* **Lesetext**:

Von Graz fuhren wir nach dem Frühstück im Hotel zügig nach Wien weiter. Die österreichische Hauptstadt hätte ich für überschätzt gehalten, doch die Befürchtungen wurden nicht bestätigt: selbst die modernen Gebäude, die einen Stilbruch in der Altstadt verursachen, sind von so hoher Qualität, dass man sich gar nicht daran stört, dass sie nicht so hineinpassen zwischen die spektakulären Barock- und Jugendstilfassaden, die man zu hunderten findet. Wien muss zwar nach Prag und Istanbul eingeordnet werden, aber klar vor einigen anderen nahe bei Wien gelegenen Hauptstädten wie Zagreb, Ljubljana, Budapest, Bratislava oder Berlin.

* **Erfasste Daten**:
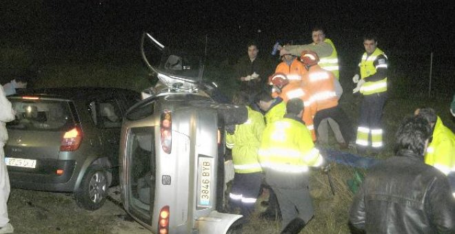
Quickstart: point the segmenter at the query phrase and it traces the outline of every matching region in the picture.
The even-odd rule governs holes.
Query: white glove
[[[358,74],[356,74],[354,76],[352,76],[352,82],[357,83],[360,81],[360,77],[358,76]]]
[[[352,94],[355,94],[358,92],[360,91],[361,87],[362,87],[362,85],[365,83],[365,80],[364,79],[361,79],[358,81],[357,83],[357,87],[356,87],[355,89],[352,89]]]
---
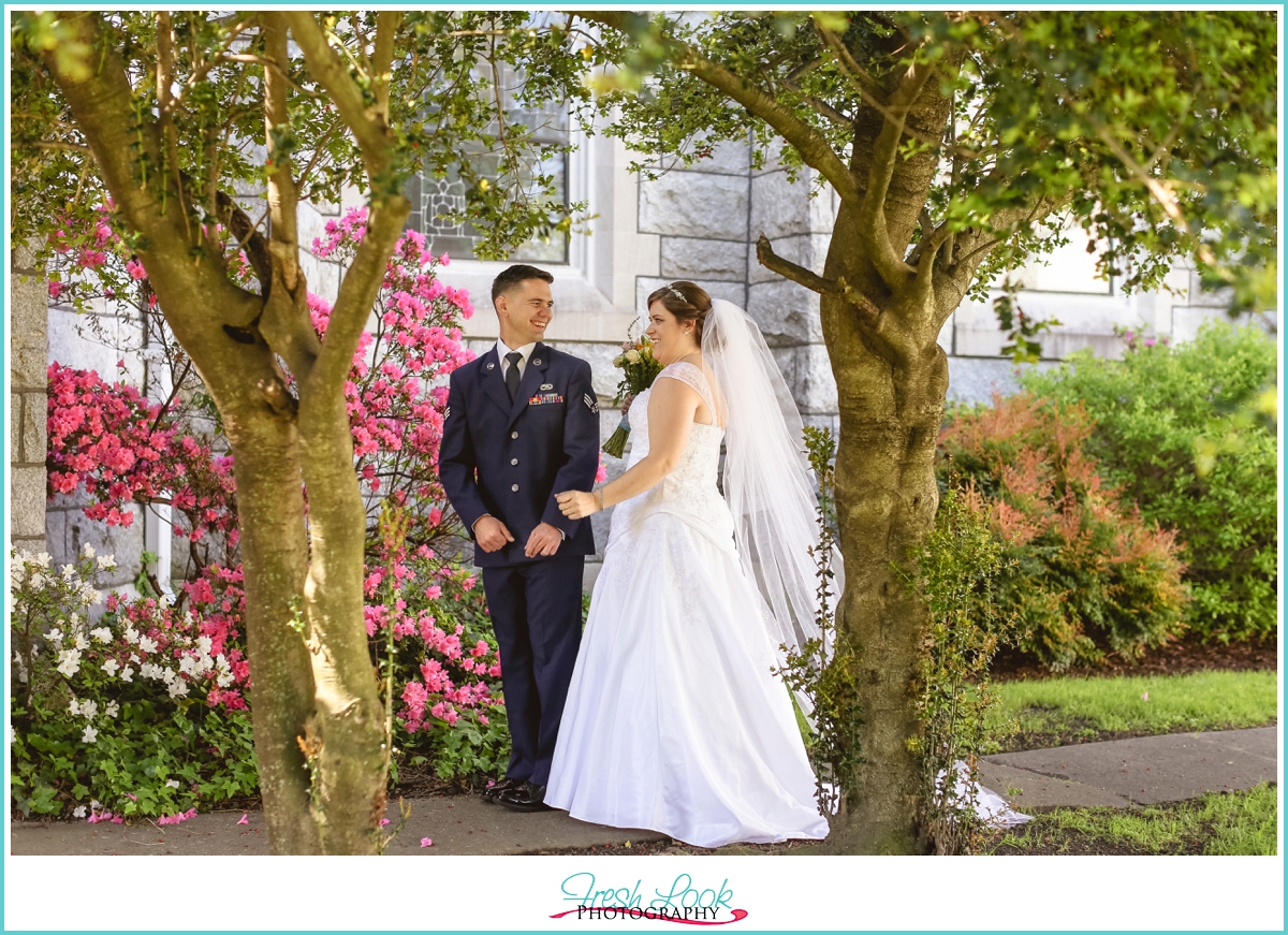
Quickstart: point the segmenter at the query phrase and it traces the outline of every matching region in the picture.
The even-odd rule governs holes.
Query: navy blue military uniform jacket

* **Ziel**: Führe bitte den Reisebericht über die Fahrt nach Wien ab seinem letzten Satz fort. Das Material wird hier nicht gebraucht.

* **Ergebnis**:
Nach der mehrstündigen Altstadtbesichtigung musste zum Abschluss der Reise natürlich noch ein Fußballspiel besucht werden. Zwei der ganz wenigen Vereine ohne Sponsorennamen-Zusätze sind der Wiener Sportklub und der SC/ ESV Parndorf. Der Sportklub ist im Wiener Stadtteil Dornbach beheimatet und Parndorf ist ein Kaff im Burgenland am Neusiedler See. Was die Sponsorennamenvereine, „Arenen“ und andere Kommerzialisierungserscheinungen angeht, hab ich mich bei einem ersten Spielbericht aus Österreich in Altach schon genug ausgelassen; in der Regionalliga ist es ja nicht so schlimm wie in der Bundesliga und der 1. Liga. Jedoch findet man diese Erscheinungen auch auf Kreisebene und auch z.B. in der Oberliga A, wo die U-23 des Wiener SK mit seinem teilweise alternativen und multikulturellen Anhang – erinnert nicht nur wegen des Schlüsselklimperns bei Standards an Babelsberg 03 – gegen Teams mit so derart schwachsinnigen Namen wie „SC Wiener Victoria Sun Company“ oder „FV Austria XII Auhofcenter“ spielt. Beim burgenländischen „SV Sankt Margarethen Waha fix&fertig“ weiß man nicht mehr, ob man lachen oder weinen soll: wenn man seiner Firma schon einen derart hirnverbrannten Namen gibt, muss man doch nicht noch einen Sportverein – wäre es nur Fußball: im Handball, Volleyball, ja sogar Radball tummelt sich noch mehr von der Sorte – namentlich verunstalten.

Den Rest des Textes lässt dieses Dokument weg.